[Entries for pointing and labeling]
********************

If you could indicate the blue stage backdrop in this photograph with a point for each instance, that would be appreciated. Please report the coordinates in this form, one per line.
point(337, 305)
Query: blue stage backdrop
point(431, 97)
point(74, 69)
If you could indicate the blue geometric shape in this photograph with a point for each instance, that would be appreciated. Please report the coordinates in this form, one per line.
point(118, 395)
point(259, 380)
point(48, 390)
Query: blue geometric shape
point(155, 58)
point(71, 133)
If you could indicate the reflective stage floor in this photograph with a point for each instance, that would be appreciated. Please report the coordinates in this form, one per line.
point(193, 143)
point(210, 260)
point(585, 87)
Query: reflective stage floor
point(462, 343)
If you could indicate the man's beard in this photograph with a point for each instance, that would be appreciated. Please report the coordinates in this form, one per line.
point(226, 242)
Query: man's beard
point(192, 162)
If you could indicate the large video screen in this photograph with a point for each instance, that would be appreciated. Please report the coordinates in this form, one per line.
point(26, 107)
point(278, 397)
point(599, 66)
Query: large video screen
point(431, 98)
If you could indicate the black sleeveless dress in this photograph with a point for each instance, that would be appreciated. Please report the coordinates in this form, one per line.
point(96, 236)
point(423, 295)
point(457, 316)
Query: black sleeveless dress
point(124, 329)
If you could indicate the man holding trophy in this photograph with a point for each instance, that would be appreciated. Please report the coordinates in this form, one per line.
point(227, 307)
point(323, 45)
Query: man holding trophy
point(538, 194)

********************

* Stated goal
Transcribe the whole listing above without changing a single character.

* Solution to this problem
If you could indicate the blue stage backdrop in this photograph with a point for each instance, that would be appreciated. Please report the coordinates in this form, one per line.
point(337, 305)
Query: blue stage backdrop
point(431, 97)
point(74, 69)
If you could indicate the blue geometric shape in this photograph with a point for each instance, that would be appreciated. Please report the coordinates in this form, one per line.
point(118, 395)
point(259, 380)
point(48, 390)
Query: blue geometric shape
point(155, 58)
point(71, 133)
If you could indicate the reflective stage floor in this photograph with a point for each instance, that would be appreciated. Please report the coordinates in this form, one per line.
point(193, 143)
point(210, 260)
point(585, 87)
Query: reflective stage floor
point(462, 343)
If you could indicate the man's beard in this photograph with a point for each instance, that would be appreciated. Please report the coordinates in this form, one per line.
point(226, 242)
Query: man's beard
point(192, 162)
If you could indicate the large video screen in this photograph with a point for each instance, that would be appreciated. Please report the coordinates in this form, one per line.
point(26, 107)
point(278, 397)
point(599, 66)
Query: large video screen
point(431, 98)
If you could indicate the black sleeveless dress in this photograph with a point for each instance, that would be appreciated. Please report the coordinates in this form, one per line.
point(96, 236)
point(423, 295)
point(457, 316)
Query: black sleeveless dress
point(124, 329)
If you could indicate the man holding trophy in this photograph with a point for each instance, that would be appreciated. Please report the coordinates in this form, one per line.
point(227, 307)
point(323, 45)
Query: man holding trophy
point(538, 194)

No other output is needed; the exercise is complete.